Stored items
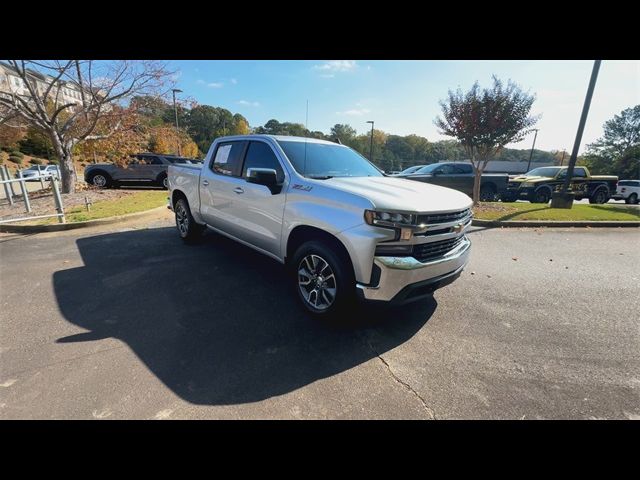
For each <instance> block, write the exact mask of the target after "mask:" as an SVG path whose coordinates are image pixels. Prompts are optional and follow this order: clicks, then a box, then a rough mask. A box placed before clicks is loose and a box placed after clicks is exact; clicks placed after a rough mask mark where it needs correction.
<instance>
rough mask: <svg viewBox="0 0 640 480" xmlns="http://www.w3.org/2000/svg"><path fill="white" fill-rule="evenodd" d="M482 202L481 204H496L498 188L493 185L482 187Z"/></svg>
mask: <svg viewBox="0 0 640 480" xmlns="http://www.w3.org/2000/svg"><path fill="white" fill-rule="evenodd" d="M480 201H481V202H495V201H496V187H494V186H493V185H482V186H481V187H480Z"/></svg>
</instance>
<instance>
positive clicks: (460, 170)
mask: <svg viewBox="0 0 640 480" xmlns="http://www.w3.org/2000/svg"><path fill="white" fill-rule="evenodd" d="M453 168H454V169H455V172H454V173H457V174H461V173H472V171H473V170H472V168H471V165H454V167H453Z"/></svg>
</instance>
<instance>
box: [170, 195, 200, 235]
mask: <svg viewBox="0 0 640 480" xmlns="http://www.w3.org/2000/svg"><path fill="white" fill-rule="evenodd" d="M173 210H174V212H175V214H176V228H177V229H178V234H179V235H180V238H182V240H183V241H184V242H186V243H191V242H194V241H196V240H197V239H199V238H200V236H201V235H202V232H203V231H204V227H203V226H202V225H200V224H199V223H196V221H195V219H194V218H193V215H191V209H190V208H189V202H187V199H186V198H184V197H181V198H179V199H178V201H177V202H176V204H175V205H174V207H173Z"/></svg>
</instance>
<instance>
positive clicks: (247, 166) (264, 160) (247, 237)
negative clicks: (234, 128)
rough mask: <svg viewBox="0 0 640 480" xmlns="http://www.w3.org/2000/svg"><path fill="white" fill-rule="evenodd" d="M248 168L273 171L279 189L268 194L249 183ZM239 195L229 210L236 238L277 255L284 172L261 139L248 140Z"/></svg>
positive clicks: (284, 189) (281, 205)
mask: <svg viewBox="0 0 640 480" xmlns="http://www.w3.org/2000/svg"><path fill="white" fill-rule="evenodd" d="M249 168H271V169H273V170H275V171H276V176H277V179H278V184H279V188H277V189H275V190H274V191H271V190H270V189H269V188H268V187H265V186H264V185H256V184H255V183H249V182H247V181H246V180H245V179H246V178H247V170H248V169H249ZM242 179H243V182H244V183H243V184H241V185H240V189H241V190H242V193H237V191H236V190H235V189H234V192H236V196H235V197H234V201H233V203H232V204H231V207H230V209H229V213H230V215H232V216H234V217H235V218H236V219H238V220H237V222H236V232H237V234H236V236H237V237H238V238H240V239H241V240H244V241H246V242H248V243H250V244H252V245H255V246H256V247H259V248H261V249H263V250H265V251H267V252H269V253H272V254H273V255H276V256H278V257H279V256H280V238H281V235H282V217H283V213H284V205H285V199H286V195H285V193H284V192H285V191H286V189H285V187H284V185H285V171H284V168H283V167H282V164H281V162H280V160H279V159H278V156H277V154H276V153H275V152H274V150H273V149H272V148H271V146H270V145H269V144H268V143H267V142H265V141H261V140H251V141H250V142H249V145H248V147H247V150H246V153H245V159H244V163H243V167H242Z"/></svg>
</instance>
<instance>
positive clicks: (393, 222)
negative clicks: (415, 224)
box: [364, 210, 417, 227]
mask: <svg viewBox="0 0 640 480" xmlns="http://www.w3.org/2000/svg"><path fill="white" fill-rule="evenodd" d="M416 218H417V217H416V215H414V214H411V213H395V212H376V211H375V210H365V211H364V220H365V222H367V223H368V224H369V225H375V226H378V227H410V226H414V225H415V223H416Z"/></svg>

§ What to produce:
Pictures aside, repeat every line of the data above exactly.

§ Exercise response:
For each <instance> block, write the exact mask of the target after "mask:" as an SVG path whose coordinates are image pixels. Prompts are optional and follow this order: clicks, then a box, then a rough mask. A box placed before clicks is loose and a box placed after clicks is exact; clicks placed after a rough mask mark where it needs correction.
<instance>
rough mask: <svg viewBox="0 0 640 480" xmlns="http://www.w3.org/2000/svg"><path fill="white" fill-rule="evenodd" d="M482 202L481 204H496L498 188L493 185L482 187Z"/></svg>
mask: <svg viewBox="0 0 640 480" xmlns="http://www.w3.org/2000/svg"><path fill="white" fill-rule="evenodd" d="M480 201H481V202H495V201H496V187H494V186H493V185H482V186H481V187H480Z"/></svg>
</instance>
<instance>
positive clicks: (460, 170)
mask: <svg viewBox="0 0 640 480" xmlns="http://www.w3.org/2000/svg"><path fill="white" fill-rule="evenodd" d="M453 168H454V169H455V172H454V173H457V174H461V173H472V171H473V170H472V168H471V165H454V167H453Z"/></svg>
</instance>
<instance>
box: [170, 195, 200, 235]
mask: <svg viewBox="0 0 640 480" xmlns="http://www.w3.org/2000/svg"><path fill="white" fill-rule="evenodd" d="M173 210H174V212H175V214H176V228H177V229H178V234H179V235H180V238H182V240H183V241H184V242H186V243H191V242H194V241H196V240H197V239H199V238H200V236H201V235H202V232H203V231H204V227H203V226H202V225H200V224H199V223H196V221H195V219H194V218H193V215H191V209H190V208H189V202H187V199H186V198H184V197H181V198H179V199H178V201H177V202H176V204H175V205H174V207H173Z"/></svg>
</instance>
<instance>
positive clicks: (247, 166) (264, 160) (247, 237)
negative clicks: (234, 128)
rough mask: <svg viewBox="0 0 640 480" xmlns="http://www.w3.org/2000/svg"><path fill="white" fill-rule="evenodd" d="M248 168L273 171L279 189L268 194L249 183ZM239 195L229 210L236 238L277 255L284 172L261 139L248 140Z"/></svg>
positive clicks: (284, 189) (281, 205)
mask: <svg viewBox="0 0 640 480" xmlns="http://www.w3.org/2000/svg"><path fill="white" fill-rule="evenodd" d="M249 168H271V169H273V170H275V171H276V176H277V179H278V184H279V188H277V189H275V190H274V191H271V190H270V189H269V188H268V187H265V186H264V185H256V184H255V183H249V182H247V181H246V180H245V179H246V178H247V170H248V169H249ZM242 179H243V182H244V183H243V184H241V185H240V189H241V190H242V193H237V191H236V190H235V189H234V192H236V196H235V197H234V201H233V203H232V204H231V207H230V209H229V213H230V215H232V216H234V217H235V218H236V219H238V220H237V222H236V232H237V234H236V236H237V237H238V238H240V239H241V240H244V241H246V242H248V243H250V244H252V245H255V246H256V247H259V248H261V249H263V250H265V251H267V252H269V253H272V254H273V255H276V256H278V257H279V256H280V238H281V235H282V217H283V213H284V205H285V199H286V195H285V193H284V192H285V191H286V189H285V187H284V185H285V171H284V168H283V167H282V164H281V162H280V160H279V159H278V156H277V154H276V153H275V152H274V150H273V149H272V148H271V146H270V145H269V144H268V143H267V142H265V141H261V140H251V141H250V142H249V145H248V147H247V150H246V153H245V159H244V163H243V167H242Z"/></svg>
</instance>
<instance>
positive clicks: (393, 222)
negative clicks: (415, 224)
box: [364, 210, 417, 227]
mask: <svg viewBox="0 0 640 480" xmlns="http://www.w3.org/2000/svg"><path fill="white" fill-rule="evenodd" d="M416 218H417V217H416V215H414V214H411V213H395V212H376V211H375V210H365V211H364V220H365V222H367V223H368V224H369V225H375V226H378V227H410V226H414V225H415V223H416Z"/></svg>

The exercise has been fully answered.